- **Requisitos do exercício**:
1) Liste todas as pessoas mencionadas pelo nome no trecho sobre as ameaças de Bolsonaro à democracia.
2) Continue o trecho sobre as ameaças de Bolsonaro à democracia a partir da última frase apresentada.

---------- Trecho da fonte

Não é segredo que Jair Bolsonaro ameaça a democracia. Alguns afirmam que pretende impedir a eleição; outros, que usaria os dois meses entre a eventual derrota e a posse do eleito para provocar turbulência à moda Donald Trump, de sorte a suscitar uma intervenção das Forças Armadas.

"Você acha essa tentativa impossível, Reinaldo?" Já cheguei a pensar que sim. Não penso mais. Tentar não é sinônimo de ser bem-sucedido. E o custo seria gigantesco para o país, pouco importa quanto durasse a desordem. Uma armação contra a eleição ou o resultado das urnas teria de contar com a conivência das Forças Armadas, ainda que viesse disfarçada de garantia da lei e da ordem.

Que Bolsonaro espalha golpismo à sua volta, bem, isso é inegável. O TSE encontra-se sob o assédio do Ministério da Defesa. Estariam os quartéis dispostos a uma virada de mesa? Até Anderson Torres, ministro da Justiça — aquele que estava em companhia de Bolsonaro quando este ligou para Milton Ribeiro com seus "pressentimentos" —, houve por bem mandar um ofício meio malcriado ao tribunal eleitoral.

NOVAS AMEAÇAS, MENTIRA E GROSSERIA
Veio a público ontem à noite uma conversa de Jair Bolsonaro com aliados. Voltou a ameaçar:
"Uma hora vai acontecer uma tragédia que a gente não quer. Não estamos dando recado, aviso, todo mundo sabe o que está acontecendo".

--------------------
---------- Informações fornecidas

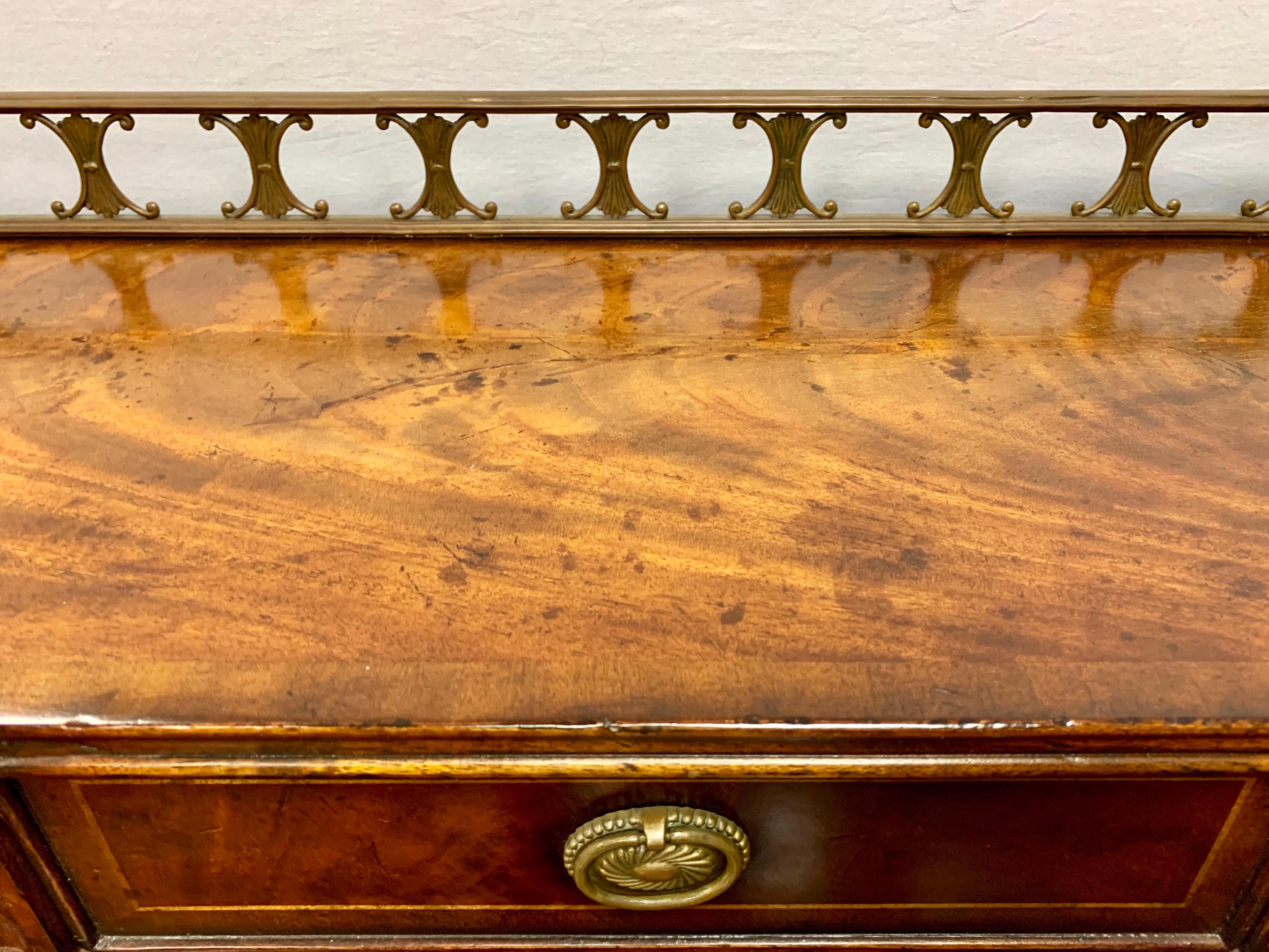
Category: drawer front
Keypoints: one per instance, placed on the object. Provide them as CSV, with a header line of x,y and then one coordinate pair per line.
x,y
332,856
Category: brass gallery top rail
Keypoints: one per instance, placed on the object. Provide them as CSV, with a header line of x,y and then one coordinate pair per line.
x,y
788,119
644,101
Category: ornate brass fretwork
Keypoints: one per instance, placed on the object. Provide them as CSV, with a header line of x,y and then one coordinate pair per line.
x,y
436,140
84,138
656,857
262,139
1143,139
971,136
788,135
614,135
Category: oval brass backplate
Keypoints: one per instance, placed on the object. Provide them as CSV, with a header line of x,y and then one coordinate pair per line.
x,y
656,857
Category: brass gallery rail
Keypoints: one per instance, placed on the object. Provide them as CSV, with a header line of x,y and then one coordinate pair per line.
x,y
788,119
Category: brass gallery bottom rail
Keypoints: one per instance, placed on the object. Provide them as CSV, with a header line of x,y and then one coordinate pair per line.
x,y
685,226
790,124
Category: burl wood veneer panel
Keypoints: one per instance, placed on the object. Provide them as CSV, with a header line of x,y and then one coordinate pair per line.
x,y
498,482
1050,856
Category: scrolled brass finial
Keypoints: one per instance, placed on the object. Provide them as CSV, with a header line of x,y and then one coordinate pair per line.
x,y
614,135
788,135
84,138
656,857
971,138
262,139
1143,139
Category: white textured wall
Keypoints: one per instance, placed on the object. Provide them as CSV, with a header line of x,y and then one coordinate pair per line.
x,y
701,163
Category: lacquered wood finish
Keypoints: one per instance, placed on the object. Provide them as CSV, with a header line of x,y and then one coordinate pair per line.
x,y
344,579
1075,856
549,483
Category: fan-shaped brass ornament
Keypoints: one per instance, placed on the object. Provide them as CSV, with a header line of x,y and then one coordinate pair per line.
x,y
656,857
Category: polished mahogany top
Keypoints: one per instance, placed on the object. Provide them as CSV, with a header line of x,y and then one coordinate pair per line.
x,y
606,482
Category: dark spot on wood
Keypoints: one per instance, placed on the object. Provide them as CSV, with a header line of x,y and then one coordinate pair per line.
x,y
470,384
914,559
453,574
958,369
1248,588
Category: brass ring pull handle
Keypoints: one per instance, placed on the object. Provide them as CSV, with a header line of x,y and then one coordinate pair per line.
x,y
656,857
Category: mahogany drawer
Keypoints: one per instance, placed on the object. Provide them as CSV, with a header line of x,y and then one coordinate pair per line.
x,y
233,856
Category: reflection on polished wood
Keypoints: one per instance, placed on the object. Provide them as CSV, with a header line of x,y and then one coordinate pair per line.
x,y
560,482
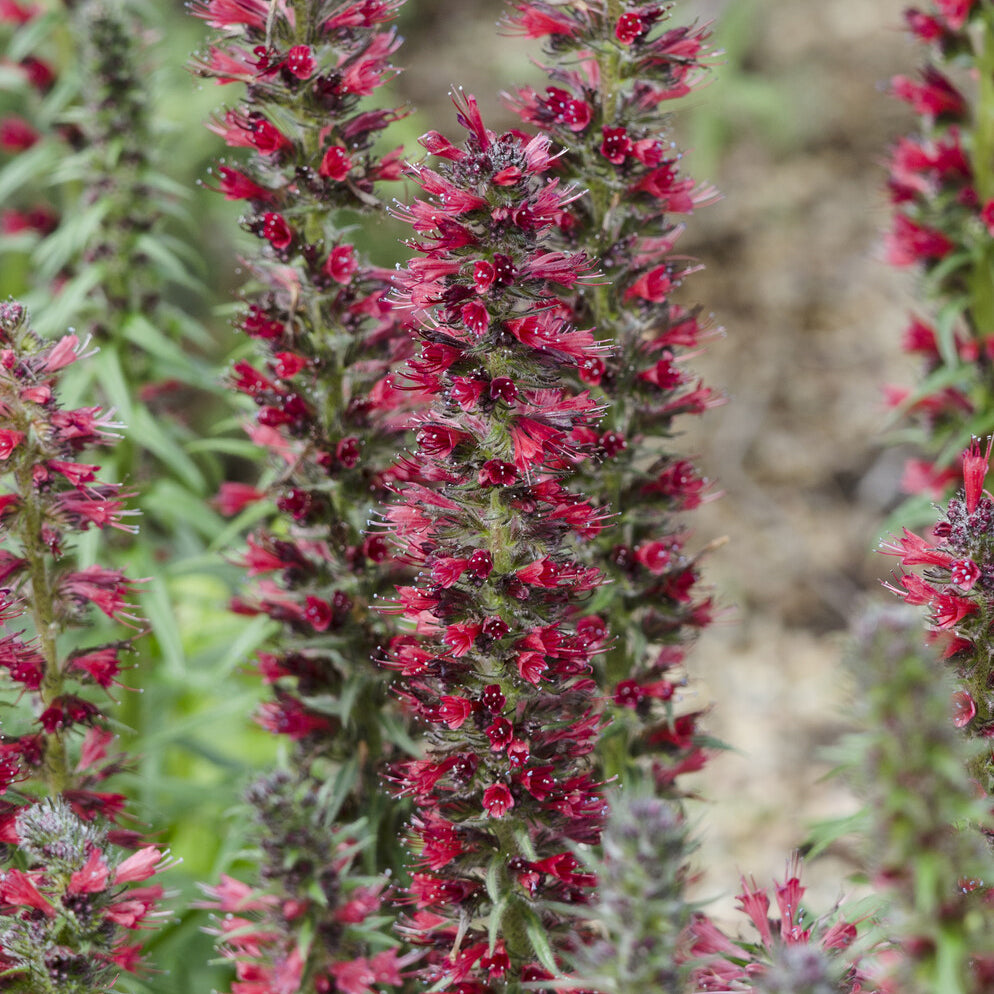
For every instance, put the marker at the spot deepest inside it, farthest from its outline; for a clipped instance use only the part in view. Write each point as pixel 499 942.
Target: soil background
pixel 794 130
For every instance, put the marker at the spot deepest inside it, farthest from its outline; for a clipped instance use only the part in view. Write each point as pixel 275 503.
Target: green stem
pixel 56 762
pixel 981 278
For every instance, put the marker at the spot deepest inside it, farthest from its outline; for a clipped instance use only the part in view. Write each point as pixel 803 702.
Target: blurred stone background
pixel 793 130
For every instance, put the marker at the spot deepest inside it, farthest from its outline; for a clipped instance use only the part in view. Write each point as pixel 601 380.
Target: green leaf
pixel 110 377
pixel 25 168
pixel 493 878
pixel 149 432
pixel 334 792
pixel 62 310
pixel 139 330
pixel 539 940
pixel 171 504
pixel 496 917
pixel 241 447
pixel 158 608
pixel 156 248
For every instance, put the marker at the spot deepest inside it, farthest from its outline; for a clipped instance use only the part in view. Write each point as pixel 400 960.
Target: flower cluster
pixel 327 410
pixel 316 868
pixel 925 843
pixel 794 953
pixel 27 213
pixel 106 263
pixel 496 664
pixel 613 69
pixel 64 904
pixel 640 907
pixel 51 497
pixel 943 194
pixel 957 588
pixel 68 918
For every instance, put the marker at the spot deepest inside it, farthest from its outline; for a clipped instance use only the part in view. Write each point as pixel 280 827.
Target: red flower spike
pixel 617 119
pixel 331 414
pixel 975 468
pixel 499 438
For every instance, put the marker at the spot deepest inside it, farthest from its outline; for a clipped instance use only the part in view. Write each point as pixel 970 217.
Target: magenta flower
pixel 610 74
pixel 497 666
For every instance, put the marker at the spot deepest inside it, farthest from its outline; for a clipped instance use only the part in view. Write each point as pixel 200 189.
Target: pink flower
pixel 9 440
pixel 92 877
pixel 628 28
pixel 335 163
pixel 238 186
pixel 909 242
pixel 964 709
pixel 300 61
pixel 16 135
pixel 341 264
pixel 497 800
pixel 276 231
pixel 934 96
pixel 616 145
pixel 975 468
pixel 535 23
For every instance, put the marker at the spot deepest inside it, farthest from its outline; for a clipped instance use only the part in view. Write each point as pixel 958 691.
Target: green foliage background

--------------------

- **Resultados esperados**:
1) Jair Bolsonaro, Donald Trump, Reinaldo, Anderson Torres, Milton Ribeiro

2)
O que é que "está acontecendo"? Uma "tragédia"? Contra quem? Repetiu a mentira de que dispõe de provas de que venceu a eleição de 2018 no primeiro turno. São tão verdadeiras como as que exibiu sobre as supostas fraudes no pleito de 2014. Não tinha nada em mãos e ainda passou a ser investigado num inquérito.

Na quarta-feira, Bolsonaro compareceu a um jantar na residência oficial da Presidência da Câmara, oferecido por Arthur Lira (PP-AL), seu principal aliado no Congresso. O encontro celebrou os vinte anos do ministro Gilmar Mendes no STF. Estiveram presentes, entre uns 40 convidados, o presidente do Senado, Rodrigo Pacheco (PSD-MG); outros ministros da corte (Alexandre de Moraes, Ricardo Lewandowski e André Mendonça), e até parlamentares da oposição: os deputados Orlando Silva (PCdoB-SP) — consta que autor da ideia —, Odair Cunha (PT-MG) e o líder do PT na Câmara, Reginaldo Lopes.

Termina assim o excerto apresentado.